**REQUIRED WORK:**
Would you retype all of these records exactly?

····················

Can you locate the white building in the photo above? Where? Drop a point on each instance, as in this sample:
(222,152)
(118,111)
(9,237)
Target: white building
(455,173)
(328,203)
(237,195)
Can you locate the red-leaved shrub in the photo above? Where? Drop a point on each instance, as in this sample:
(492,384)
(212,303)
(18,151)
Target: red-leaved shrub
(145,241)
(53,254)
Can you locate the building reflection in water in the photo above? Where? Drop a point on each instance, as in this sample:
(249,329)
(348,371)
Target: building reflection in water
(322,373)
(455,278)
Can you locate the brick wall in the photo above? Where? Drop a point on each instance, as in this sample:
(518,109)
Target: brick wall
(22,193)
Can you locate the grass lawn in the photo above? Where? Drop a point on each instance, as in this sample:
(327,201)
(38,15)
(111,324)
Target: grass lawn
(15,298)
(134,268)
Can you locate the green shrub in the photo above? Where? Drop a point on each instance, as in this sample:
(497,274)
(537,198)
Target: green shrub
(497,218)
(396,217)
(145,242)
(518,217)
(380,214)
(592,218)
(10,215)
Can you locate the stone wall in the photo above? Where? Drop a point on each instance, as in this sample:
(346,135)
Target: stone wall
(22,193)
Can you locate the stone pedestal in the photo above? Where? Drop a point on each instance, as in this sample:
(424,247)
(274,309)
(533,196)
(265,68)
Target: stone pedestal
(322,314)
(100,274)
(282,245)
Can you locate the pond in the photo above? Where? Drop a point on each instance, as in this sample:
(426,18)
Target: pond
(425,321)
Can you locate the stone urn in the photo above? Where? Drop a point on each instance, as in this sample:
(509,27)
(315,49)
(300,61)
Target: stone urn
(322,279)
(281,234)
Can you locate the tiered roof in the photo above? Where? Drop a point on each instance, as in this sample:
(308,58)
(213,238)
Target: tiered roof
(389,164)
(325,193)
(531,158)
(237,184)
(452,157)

····················

**ANSWER FOR THE TASK:**
Can you locate the white building in the photo above? Where? Drop a point on each instance, as in this sample:
(222,152)
(118,111)
(9,237)
Target: white building
(455,173)
(328,203)
(237,195)
Can you locate the red-leaved shrub in the photo above? Where? Drop a point on each instance, as in this sample:
(492,384)
(212,303)
(18,151)
Target: red-leaved shrub
(145,241)
(53,254)
Can you locate the building reflection in water in the photo above? Where? Drop a point on each instance, as in this sample:
(249,329)
(348,371)
Target: building reflection in water
(322,373)
(455,278)
Can you locate the brick wall in the photo above? Where? Drop a point on each instance, as in this sample:
(518,109)
Target: brick wall
(22,193)
Can you locate the grass lawn in the photo above? Where? Drop a point on each instance, as in this sample:
(327,201)
(38,15)
(111,324)
Target: grass lawn
(15,298)
(134,268)
Can you locate the green shrub in the photo above? Where? Drop a point on each instance, as in this sample:
(497,274)
(537,198)
Target: green shrub
(497,218)
(396,217)
(145,242)
(518,217)
(380,214)
(592,218)
(10,215)
Can you locate the stone wall in the photo above? Where? Drop a point on each instance, as in this sample:
(346,135)
Target: stone wall
(22,193)
Can you locate the stone pedestal in the photo above? Where? Drop a point on each instance, as in this sample:
(424,247)
(274,309)
(533,196)
(265,68)
Target: stone pedestal
(322,314)
(100,274)
(282,245)
Can you locate the pond in the photo above? Where? Drop a point on each instance, as in this sample:
(426,18)
Target: pond
(425,321)
Can you locate the stone urn in the photo above? Where? Drop a point on each instance, as in this sample:
(509,27)
(315,49)
(300,61)
Target: stone urn
(322,279)
(281,234)
Can you locate the tiered roof in the photo above? Where? Drop a point on each instance, as in this sample:
(308,58)
(213,238)
Target: tiered roof
(389,164)
(325,193)
(531,158)
(237,184)
(452,157)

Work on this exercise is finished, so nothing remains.